BEGIN PAGE EXTRACT

The S25 Ultra topped out at 45W wired charging. Fine. Perfectly adequate. The kind of charging speed that gets the job done if you plug in before making breakfast and don’t have anywhere urgent to be.

The S26 Ultra bumps that to 60W with Super Fast Charging 3.0, hitting 75% in around 30 minutes. That’s a real-world difference — the kind where you plug in while getting ready in the morning and leave the house with enough battery to stop worrying about it until evening.

Tom Bedford / Digital Trends

Wireless charging gets an upgrade too, moving to Super Fast Wireless Charging (25W) on the S26 Ultra. The S25 Ultra had wireless charging, but the S26 Ultra moves things along faster without the cable — useful for anyone who’s built their life around a charging pad on their desk.

One thing worth flagging — the 60W adapter doesn’t come in the box, which at this price point feels a little cheeky. But that’s the world we live in now, apparently.

Conclusion

The Galaxy S26 Ultra is the better phone, for sure. Faster chip, wider apertures, genuinely useful Privacy Display, better charging speeds, fresher software. On every measurable axis, it moves the needle forward. If you’re walking into a store today choosing between the two, the S26 Ultra is the one you want — full stop.

The more interesting question is whether S25 Ultra owners should care. And honestly? Probably not. Here’s the thing about owning last year’s Ultra — it was already excessive in the best possible way. It handled everything you threw at it without complaint, the camera was already outstanding, and nothing about daily life with it felt compromised.

END PAGE EXTRACT

> _STUDY QUESTIONS_
1. Reproduce the charging comparison from "The S26 Ultra bumps" down to "it until evening.", swapping "evening" for "night".
2. Render everything in the Dataset entries listing, from its start down to the line containing "box: [221, 246, 241, 257]", as a numbered list without blank lines or pictures.

BEGIN DATA EXTRACTS

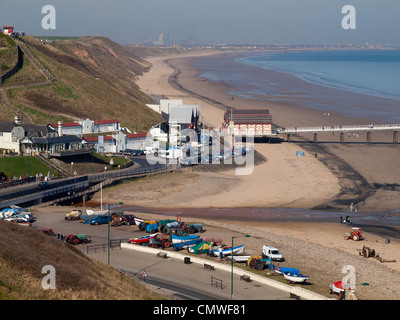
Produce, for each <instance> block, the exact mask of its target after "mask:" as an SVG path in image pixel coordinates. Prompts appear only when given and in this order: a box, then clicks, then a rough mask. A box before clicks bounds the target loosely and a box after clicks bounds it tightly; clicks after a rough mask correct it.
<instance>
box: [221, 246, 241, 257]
mask: <svg viewBox="0 0 400 320" xmlns="http://www.w3.org/2000/svg"><path fill="white" fill-rule="evenodd" d="M243 250H244V244H242V245H240V246H237V247H233V254H234V255H235V254H241V253H242V252H243ZM213 254H214V256H216V257H219V255H220V252H219V249H216V250H213ZM222 254H223V255H224V256H227V255H229V254H230V255H231V254H232V248H223V249H222Z"/></svg>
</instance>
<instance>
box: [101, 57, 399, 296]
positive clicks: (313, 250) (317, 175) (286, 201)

END DATA EXTRACTS

> _SOLVED TASKS_
1.
The S26 Ultra bumps that to 60W with Super Fast Charging 3.0, hitting 75% in around 30 minutes. That’s a real-world difference — the kind where you plug in while getting ready in the morning and leave the house with enough battery to stop worrying about it until night.

2.
1. Produce, for each <instance> block, the exact mask of its target after "mask:" as an SVG path in image pixel coordinates. Prompts appear only when given and in this order: a box, then clicks, then a rough mask. A box before clicks bounds the target loosely and a box after clicks bounds it tightly; clicks after a rough mask correct it.
2. <instance>
3. box: [221, 246, 241, 257]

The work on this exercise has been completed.